[Request 1]
Answer these questions from the dog show thread:
(a) Which organization will the show raise money for?
(b) What time does booking in begin?
(c) What color is the wheelchair Tanya says she will be in?
[Request 2]
Set down the dog show thread word for word from "The date is" up to and including "Tombola and raffles.".
[Request 3]
How would you say this sentence from the dog show thread in Spanish: "The show will be in aid of the Pet Blood Bank."

───── Source excerpt

# Companion Show, Notts 25th Sept



## Tanya1989 (Dec 4, 2009)

Fun Dog Show 

We will be holding our very popular 2nd Fun Dog Show of the Year once again at our local regular venue of the Griffin's Head Public House in Papplewick, Notts.
The show will be in aid of the Pet Blood Bank.

The date is the 25th September, so book us in your diary, with booking in at 10.30am and classes hope to start around noon.

Food will be on sale at the Griffin's, if you wish to bring a picnic please do so but dont forget your chairs and please remember this is an outdoor show venue.

There will be microchipping on the day, Bronze Good Citizen testing, stalls, Tombola and raffles.
We look forward to seeing you all for a great day out Fun Dog Showing.

Schedule

Entry Form

If you have any stalls we would love for you to come along too. Please see me for details

Tanya


----------



## hawksport (Dec 27, 2009)

Might have a drive up to that


----------



## Tanya1989 (Dec 4, 2009)

You'll have to look out for me. Going dogless, but will be in a bright blue wheelchair with a *** on and pint in other hand lol :001_cool:


----------



## hawksport (Dec 27, 2009)

Tanya1989 said:


> You'll have to look out for me. Going dogless, but will be in a bright blue wheelchair with a *** on and pint in other hand lol :001_cool:


Will do, I like classy women


----------



## archielee (Jan 30, 2009)

I will try to come but its bit far away but it would be nice to meet you hun


----------



## Steve's GSP's (Sep 18, 2010)

Ill see you there Tanya, make sure youve got plenty of **** though.


----------



## Tanya1989 (Dec 4, 2009)

──────────
───── Supplied records

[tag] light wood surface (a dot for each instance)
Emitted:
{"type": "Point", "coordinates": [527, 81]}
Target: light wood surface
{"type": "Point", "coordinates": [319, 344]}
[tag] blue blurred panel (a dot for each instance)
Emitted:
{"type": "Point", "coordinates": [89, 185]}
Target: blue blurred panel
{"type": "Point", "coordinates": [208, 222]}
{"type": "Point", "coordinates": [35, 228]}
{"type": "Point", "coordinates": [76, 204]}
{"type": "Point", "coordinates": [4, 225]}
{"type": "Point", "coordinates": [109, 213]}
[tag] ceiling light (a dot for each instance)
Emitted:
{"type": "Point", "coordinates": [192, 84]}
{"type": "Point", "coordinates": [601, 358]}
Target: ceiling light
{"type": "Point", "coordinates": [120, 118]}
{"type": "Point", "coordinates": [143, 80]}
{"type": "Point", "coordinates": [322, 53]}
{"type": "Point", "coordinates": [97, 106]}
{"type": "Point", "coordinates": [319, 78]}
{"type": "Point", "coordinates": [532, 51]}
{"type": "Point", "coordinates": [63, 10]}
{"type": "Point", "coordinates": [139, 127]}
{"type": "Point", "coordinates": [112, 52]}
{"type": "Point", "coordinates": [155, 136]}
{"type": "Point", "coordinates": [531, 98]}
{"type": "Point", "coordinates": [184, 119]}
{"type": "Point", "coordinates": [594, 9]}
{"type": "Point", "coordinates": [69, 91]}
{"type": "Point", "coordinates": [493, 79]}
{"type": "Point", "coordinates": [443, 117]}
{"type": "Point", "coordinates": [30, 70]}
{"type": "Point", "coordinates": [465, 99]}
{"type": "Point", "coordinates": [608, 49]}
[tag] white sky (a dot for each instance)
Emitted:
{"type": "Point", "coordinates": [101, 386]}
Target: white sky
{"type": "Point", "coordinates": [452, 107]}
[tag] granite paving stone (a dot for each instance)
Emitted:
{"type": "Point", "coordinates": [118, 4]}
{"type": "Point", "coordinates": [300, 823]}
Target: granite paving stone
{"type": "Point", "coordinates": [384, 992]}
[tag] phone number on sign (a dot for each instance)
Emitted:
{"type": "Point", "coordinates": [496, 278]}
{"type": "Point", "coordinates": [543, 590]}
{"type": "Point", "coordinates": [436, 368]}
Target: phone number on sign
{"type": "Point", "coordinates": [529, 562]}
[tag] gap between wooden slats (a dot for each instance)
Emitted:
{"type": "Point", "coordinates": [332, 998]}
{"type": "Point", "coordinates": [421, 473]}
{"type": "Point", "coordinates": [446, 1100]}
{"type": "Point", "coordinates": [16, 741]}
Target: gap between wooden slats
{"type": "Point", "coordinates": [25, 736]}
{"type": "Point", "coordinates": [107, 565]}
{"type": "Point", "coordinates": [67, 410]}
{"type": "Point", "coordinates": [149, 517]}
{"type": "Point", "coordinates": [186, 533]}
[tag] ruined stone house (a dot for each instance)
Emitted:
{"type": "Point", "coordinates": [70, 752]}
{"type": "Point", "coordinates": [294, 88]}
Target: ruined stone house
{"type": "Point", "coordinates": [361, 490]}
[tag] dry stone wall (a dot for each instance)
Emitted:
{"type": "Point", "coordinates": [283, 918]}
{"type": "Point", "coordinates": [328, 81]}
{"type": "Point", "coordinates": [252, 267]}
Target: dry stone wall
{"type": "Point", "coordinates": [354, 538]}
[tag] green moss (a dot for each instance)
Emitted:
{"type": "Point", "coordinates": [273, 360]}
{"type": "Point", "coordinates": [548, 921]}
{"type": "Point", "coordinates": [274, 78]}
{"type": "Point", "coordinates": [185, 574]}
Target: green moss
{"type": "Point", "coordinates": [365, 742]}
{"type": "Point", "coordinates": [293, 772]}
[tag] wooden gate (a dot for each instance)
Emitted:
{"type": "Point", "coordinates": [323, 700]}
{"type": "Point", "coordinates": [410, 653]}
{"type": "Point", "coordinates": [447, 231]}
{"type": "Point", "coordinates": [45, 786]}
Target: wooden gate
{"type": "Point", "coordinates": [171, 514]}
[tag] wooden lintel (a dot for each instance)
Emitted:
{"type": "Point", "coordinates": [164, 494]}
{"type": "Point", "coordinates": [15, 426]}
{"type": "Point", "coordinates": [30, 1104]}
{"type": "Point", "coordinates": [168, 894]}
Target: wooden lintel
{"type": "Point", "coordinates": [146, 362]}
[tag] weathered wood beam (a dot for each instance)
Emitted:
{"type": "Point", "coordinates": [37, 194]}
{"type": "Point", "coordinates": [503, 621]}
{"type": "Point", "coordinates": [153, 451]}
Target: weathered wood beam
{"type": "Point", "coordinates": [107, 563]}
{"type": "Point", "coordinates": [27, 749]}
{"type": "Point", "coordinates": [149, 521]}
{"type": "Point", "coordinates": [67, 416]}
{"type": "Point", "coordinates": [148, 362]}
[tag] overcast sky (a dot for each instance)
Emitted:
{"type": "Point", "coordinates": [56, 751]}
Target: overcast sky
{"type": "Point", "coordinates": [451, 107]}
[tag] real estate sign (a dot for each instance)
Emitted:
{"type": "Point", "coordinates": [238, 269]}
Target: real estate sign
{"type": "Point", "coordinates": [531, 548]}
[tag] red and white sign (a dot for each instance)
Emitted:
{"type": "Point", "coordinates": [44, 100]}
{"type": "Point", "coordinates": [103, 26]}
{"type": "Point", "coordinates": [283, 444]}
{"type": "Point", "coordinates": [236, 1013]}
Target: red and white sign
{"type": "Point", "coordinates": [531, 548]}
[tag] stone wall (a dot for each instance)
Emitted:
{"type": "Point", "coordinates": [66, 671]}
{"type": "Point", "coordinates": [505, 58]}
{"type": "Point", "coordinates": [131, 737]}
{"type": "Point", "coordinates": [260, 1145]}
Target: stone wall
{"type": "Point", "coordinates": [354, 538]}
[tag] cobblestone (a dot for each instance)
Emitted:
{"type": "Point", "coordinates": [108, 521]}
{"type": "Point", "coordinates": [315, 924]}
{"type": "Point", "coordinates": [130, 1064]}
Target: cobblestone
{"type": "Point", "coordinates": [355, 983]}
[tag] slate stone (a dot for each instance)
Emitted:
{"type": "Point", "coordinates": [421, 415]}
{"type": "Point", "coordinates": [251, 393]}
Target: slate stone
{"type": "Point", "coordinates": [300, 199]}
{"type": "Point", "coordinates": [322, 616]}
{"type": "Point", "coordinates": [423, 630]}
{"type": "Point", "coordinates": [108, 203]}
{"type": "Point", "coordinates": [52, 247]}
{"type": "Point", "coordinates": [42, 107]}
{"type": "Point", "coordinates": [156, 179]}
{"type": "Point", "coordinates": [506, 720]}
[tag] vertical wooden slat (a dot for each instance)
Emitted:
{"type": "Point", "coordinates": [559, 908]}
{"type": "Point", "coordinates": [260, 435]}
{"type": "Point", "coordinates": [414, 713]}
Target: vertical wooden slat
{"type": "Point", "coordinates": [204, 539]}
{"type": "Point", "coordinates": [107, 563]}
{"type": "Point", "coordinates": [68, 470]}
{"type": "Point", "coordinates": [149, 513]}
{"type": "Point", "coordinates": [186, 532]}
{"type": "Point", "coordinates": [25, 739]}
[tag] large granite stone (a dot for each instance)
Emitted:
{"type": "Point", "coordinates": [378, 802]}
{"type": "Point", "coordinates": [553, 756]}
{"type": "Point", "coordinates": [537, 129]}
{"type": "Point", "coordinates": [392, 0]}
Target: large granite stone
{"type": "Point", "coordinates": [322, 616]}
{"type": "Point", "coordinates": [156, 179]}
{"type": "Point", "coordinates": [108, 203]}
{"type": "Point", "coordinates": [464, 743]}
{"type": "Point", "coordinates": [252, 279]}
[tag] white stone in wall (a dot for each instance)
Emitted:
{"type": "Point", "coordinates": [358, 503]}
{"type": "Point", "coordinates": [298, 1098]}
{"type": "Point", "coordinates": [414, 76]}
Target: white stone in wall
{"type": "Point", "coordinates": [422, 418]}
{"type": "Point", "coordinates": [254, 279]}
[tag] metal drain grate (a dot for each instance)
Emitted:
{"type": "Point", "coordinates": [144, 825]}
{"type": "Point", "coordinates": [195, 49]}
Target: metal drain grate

──────────

[Result 1]
(a) The Pet Blood Bank
(b) 10.30am
(c) Bright blue

[Result 2]
The date is the 25th September, so book us in your diary, with booking in at 10.30am and classes hope to start around noon.

Food will be on sale at the Griffin's, if you wish to bring a picnic please do so but dont forget your chairs and please remember this is an outdoor show venue.

There will be microchipping on the day, Bronze Good Citizen testing, stalls, Tombola and raffles.

[Result 3]
La exposición será a beneficio del Pet Blood Bank.